» **Problem description**
In the data below, give the number of lines that contain the word "coconut". Nothing else is needed.

Stored items from a collection
▽

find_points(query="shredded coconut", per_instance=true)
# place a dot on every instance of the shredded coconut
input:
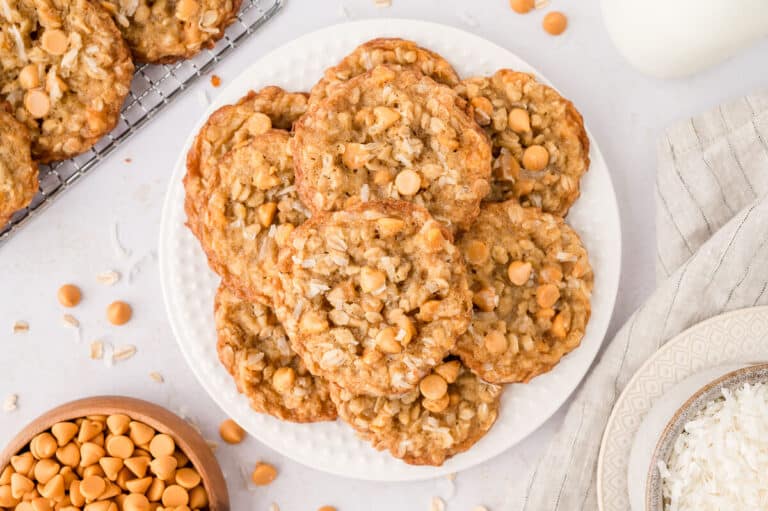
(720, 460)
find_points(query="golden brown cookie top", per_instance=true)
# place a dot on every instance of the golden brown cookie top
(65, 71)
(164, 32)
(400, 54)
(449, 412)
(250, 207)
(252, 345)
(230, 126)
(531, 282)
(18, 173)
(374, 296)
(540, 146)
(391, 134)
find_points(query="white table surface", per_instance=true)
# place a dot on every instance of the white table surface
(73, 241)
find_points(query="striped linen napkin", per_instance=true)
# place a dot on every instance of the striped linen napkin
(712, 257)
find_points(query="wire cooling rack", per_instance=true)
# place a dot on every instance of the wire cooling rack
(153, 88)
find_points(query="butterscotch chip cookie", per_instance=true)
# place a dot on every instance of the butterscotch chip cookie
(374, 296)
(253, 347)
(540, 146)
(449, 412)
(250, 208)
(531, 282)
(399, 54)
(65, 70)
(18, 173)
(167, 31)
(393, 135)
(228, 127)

△

» **Answer to this task**
2